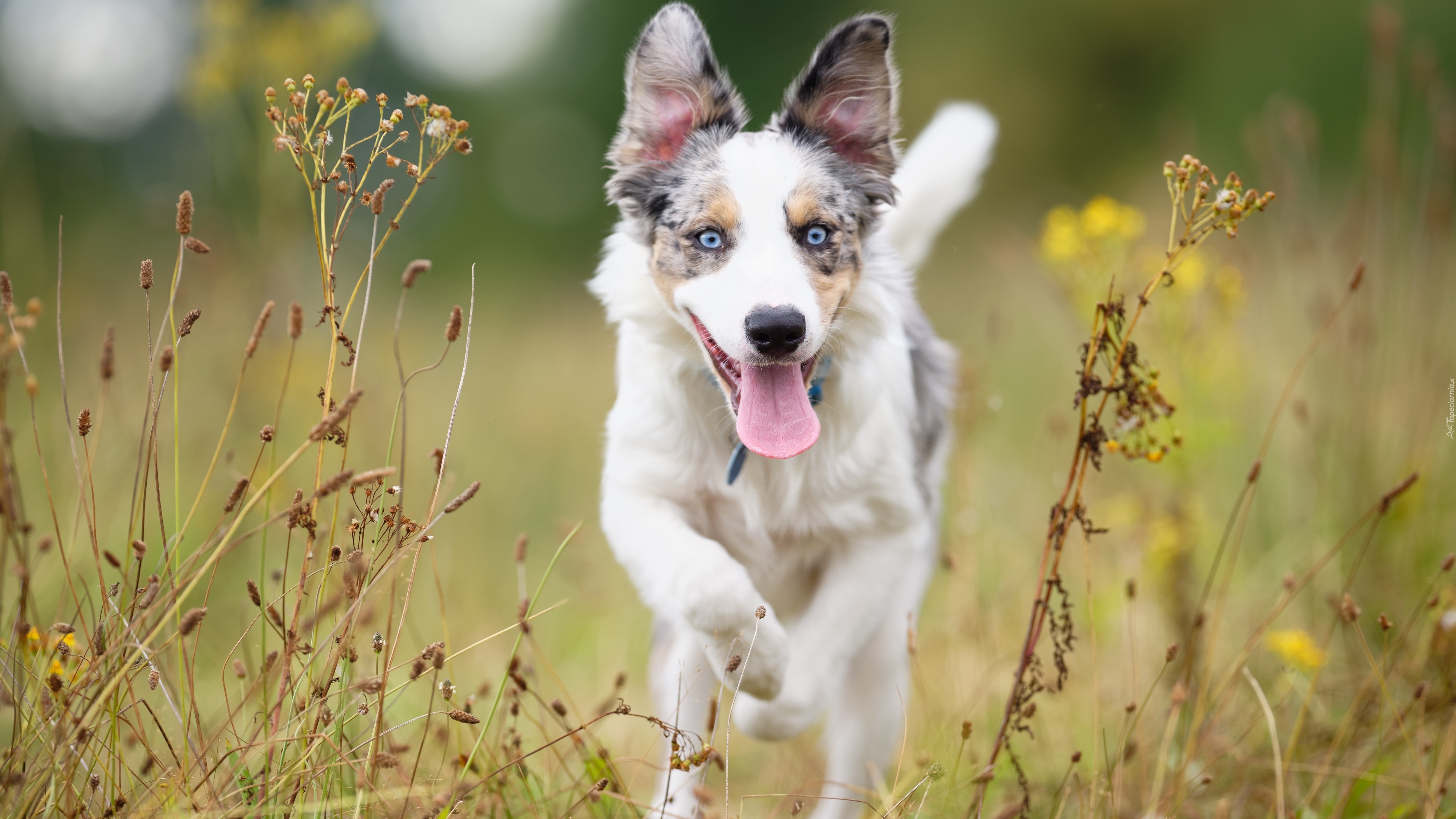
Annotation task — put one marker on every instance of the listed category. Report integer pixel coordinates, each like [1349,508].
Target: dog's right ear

* * *

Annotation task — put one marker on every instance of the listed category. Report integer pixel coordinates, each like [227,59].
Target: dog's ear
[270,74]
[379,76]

Assignment:
Begin at the line above that has "each like [1349,508]." and stop after the line that has "Target: dog's right ear", copying each line exactly and adding nothing else.

Problem solution:
Annotation task — put one marker on every instance of the listed category. Report integer pixel coordinates, each like [1349,508].
Target: dog's right ear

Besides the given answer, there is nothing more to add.